= WORK INSTRUCTIONS =
All entries must come back exactly as given, with no pictures in the copy.

= MATERIAL PROVIDED =
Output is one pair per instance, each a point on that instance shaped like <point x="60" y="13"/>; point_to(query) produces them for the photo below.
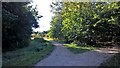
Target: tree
<point x="18" y="20"/>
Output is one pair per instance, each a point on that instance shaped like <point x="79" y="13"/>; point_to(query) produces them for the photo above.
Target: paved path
<point x="61" y="56"/>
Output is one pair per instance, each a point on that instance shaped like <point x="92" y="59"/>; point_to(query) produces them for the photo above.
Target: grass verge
<point x="28" y="56"/>
<point x="113" y="61"/>
<point x="78" y="49"/>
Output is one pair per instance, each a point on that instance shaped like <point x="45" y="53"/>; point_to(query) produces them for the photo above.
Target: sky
<point x="43" y="7"/>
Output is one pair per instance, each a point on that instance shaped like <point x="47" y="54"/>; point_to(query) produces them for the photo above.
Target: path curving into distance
<point x="61" y="56"/>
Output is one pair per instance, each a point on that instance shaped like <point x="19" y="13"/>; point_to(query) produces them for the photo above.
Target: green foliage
<point x="27" y="56"/>
<point x="93" y="23"/>
<point x="17" y="22"/>
<point x="113" y="61"/>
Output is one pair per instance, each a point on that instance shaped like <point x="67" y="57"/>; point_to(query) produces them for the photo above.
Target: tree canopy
<point x="17" y="20"/>
<point x="92" y="23"/>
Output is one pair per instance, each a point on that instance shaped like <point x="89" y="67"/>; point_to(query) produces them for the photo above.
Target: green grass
<point x="28" y="56"/>
<point x="113" y="61"/>
<point x="78" y="49"/>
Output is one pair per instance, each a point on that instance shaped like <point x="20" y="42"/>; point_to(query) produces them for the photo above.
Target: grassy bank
<point x="28" y="56"/>
<point x="113" y="61"/>
<point x="78" y="49"/>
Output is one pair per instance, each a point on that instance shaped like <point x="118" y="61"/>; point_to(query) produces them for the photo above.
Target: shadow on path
<point x="61" y="56"/>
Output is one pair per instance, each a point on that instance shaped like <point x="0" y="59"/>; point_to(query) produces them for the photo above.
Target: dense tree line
<point x="89" y="23"/>
<point x="17" y="21"/>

= ANSWER TO THIS EXERCISE =
Output is one pair per instance, each a point on that instance shaped like <point x="60" y="13"/>; point_to(query) produces them for the photo below.
Target: tree
<point x="18" y="20"/>
Output is one pair per instance, each a point on that instance shaped like <point x="79" y="13"/>; point_to(query) produces them for the photo above.
Target: paved path
<point x="61" y="56"/>
Output is one pair per instance, each a point on that instance shaped like <point x="92" y="59"/>; point_to(query) produces them for the photo above.
Target: grass verge
<point x="28" y="56"/>
<point x="113" y="61"/>
<point x="78" y="49"/>
Output is one pair per instance, each a point on that instance shaped like <point x="45" y="53"/>; point_to(query) produces them for the photo above.
Target: sky
<point x="43" y="7"/>
Output is one pair per instance, each a point on that instance shaped like <point x="47" y="54"/>; point_to(query) produces them for the photo above.
Target: path curving into distance
<point x="61" y="56"/>
Output is one pair per instance, each a point on that instance shaped like <point x="19" y="13"/>; point_to(query) produces them for the photo above.
Target: green foliage
<point x="27" y="56"/>
<point x="93" y="23"/>
<point x="17" y="22"/>
<point x="113" y="61"/>
Output is one pair per instance, each a point on that instance shaped like <point x="67" y="57"/>; point_to(query) produces them for the photo above.
Target: tree canopy
<point x="17" y="20"/>
<point x="92" y="23"/>
Output is one pair per instance, each a point on that instance shaped like <point x="89" y="67"/>; point_to(query) produces them for the photo above.
Target: green grass
<point x="28" y="56"/>
<point x="113" y="61"/>
<point x="78" y="49"/>
Output is one pair per instance, each a point on that instance shaped like <point x="20" y="42"/>; point_to(query) produces them for the photo above.
Target: grassy bank
<point x="28" y="56"/>
<point x="113" y="61"/>
<point x="78" y="49"/>
Output is one pair per instance, each a point on that instance shaped like <point x="118" y="61"/>; point_to(query) produces them for the photo above.
Target: shadow on path
<point x="61" y="56"/>
Output is one pair per instance, each a point on that instance shaped like <point x="0" y="59"/>; point_to(query) produces them for the photo above.
Target: dense tree line
<point x="89" y="23"/>
<point x="17" y="21"/>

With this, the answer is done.